═══ Materials provided

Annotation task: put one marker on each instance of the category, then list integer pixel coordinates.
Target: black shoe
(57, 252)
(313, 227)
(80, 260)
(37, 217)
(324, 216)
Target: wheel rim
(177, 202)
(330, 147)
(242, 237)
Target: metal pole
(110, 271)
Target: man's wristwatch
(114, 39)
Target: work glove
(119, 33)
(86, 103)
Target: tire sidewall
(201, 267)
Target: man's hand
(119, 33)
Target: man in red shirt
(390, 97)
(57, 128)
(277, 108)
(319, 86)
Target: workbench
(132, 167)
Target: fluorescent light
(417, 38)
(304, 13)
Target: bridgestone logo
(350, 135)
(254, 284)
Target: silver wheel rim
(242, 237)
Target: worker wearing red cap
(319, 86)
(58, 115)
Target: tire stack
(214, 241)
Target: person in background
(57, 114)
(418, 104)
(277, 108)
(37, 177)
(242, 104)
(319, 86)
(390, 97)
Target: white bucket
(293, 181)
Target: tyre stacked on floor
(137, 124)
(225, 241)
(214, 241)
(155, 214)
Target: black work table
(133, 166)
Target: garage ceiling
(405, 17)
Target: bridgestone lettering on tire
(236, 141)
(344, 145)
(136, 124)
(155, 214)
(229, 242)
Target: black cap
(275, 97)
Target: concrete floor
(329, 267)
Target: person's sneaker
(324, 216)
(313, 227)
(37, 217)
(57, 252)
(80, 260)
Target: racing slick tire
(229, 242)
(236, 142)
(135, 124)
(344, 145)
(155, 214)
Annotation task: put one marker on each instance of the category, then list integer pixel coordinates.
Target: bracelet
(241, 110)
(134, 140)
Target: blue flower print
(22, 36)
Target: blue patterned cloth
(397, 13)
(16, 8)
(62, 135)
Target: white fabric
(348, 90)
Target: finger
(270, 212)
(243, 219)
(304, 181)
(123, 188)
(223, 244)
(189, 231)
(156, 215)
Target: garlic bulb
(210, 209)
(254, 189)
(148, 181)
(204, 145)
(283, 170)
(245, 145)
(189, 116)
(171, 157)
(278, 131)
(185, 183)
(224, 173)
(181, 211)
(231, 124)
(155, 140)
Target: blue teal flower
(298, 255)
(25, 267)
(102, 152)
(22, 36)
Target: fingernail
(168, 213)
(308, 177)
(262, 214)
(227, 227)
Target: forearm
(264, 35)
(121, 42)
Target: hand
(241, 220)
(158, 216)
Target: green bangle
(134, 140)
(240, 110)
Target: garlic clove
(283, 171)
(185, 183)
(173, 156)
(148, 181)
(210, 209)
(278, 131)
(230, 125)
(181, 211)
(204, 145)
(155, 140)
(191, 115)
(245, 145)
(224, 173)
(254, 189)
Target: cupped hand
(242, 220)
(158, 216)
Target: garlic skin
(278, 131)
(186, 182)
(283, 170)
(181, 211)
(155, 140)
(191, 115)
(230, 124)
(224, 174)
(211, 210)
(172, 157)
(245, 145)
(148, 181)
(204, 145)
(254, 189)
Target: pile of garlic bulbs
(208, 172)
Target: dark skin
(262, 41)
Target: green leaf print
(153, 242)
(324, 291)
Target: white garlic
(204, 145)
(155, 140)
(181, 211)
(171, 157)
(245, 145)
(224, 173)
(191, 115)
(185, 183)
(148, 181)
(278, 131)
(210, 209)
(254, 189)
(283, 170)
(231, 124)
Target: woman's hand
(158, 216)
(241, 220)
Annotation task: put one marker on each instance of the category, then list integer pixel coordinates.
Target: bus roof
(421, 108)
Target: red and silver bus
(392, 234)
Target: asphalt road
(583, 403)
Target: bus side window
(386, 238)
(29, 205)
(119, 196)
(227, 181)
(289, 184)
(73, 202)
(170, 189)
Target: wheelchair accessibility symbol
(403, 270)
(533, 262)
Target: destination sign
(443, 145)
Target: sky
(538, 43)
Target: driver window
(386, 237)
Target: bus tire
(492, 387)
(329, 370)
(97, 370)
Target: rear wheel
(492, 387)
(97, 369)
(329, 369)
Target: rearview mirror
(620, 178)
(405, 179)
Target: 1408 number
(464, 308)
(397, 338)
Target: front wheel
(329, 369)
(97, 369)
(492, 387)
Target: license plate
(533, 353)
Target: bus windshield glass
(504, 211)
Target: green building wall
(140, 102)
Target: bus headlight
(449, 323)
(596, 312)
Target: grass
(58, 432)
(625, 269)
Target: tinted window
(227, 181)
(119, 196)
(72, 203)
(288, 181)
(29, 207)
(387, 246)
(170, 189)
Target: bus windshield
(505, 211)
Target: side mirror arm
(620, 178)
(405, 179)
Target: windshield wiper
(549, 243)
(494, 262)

══════

▸ **Problem to work on**
Present the lines as a Markdown table with the columns "No." and "Line", starting at the line that contains "Target: wheelchair accessibility symbol" and stopping after the final line. Leave out any blank lines.

▸ **Task response**
| No. | Line |
|---|---|
| 1 | Target: wheelchair accessibility symbol |
| 2 | (403, 270) |
| 3 | (533, 262) |
| 4 | Target: destination sign |
| 5 | (443, 145) |
| 6 | Target: sky |
| 7 | (538, 43) |
| 8 | Target: driver window |
| 9 | (386, 237) |
| 10 | Target: bus tire |
| 11 | (492, 387) |
| 12 | (329, 370) |
| 13 | (97, 370) |
| 14 | Target: rear wheel |
| 15 | (492, 387) |
| 16 | (97, 369) |
| 17 | (329, 369) |
| 18 | Target: rearview mirror |
| 19 | (620, 178) |
| 20 | (405, 179) |
| 21 | Target: 1408 number |
| 22 | (464, 308) |
| 23 | (397, 338) |
| 24 | Target: front wheel |
| 25 | (329, 369) |
| 26 | (97, 369) |
| 27 | (492, 387) |
| 28 | Target: license plate |
| 29 | (533, 353) |
| 30 | Target: bus windshield glass |
| 31 | (504, 211) |
| 32 | Target: green building wall |
| 33 | (140, 102) |
| 34 | Target: bus headlight |
| 35 | (449, 323) |
| 36 | (596, 312) |
| 37 | Target: grass |
| 38 | (58, 432) |
| 39 | (625, 269) |
| 40 | Target: tinted window |
| 41 | (227, 181) |
| 42 | (119, 196) |
| 43 | (72, 203) |
| 44 | (288, 181) |
| 45 | (29, 207) |
| 46 | (387, 246) |
| 47 | (170, 189) |
| 48 | Target: bus windshield |
| 49 | (505, 211) |
| 50 | Target: side mirror arm |
| 51 | (620, 178) |
| 52 | (405, 179) |
| 53 | Target: windshield wiper |
| 54 | (549, 243) |
| 55 | (494, 262) |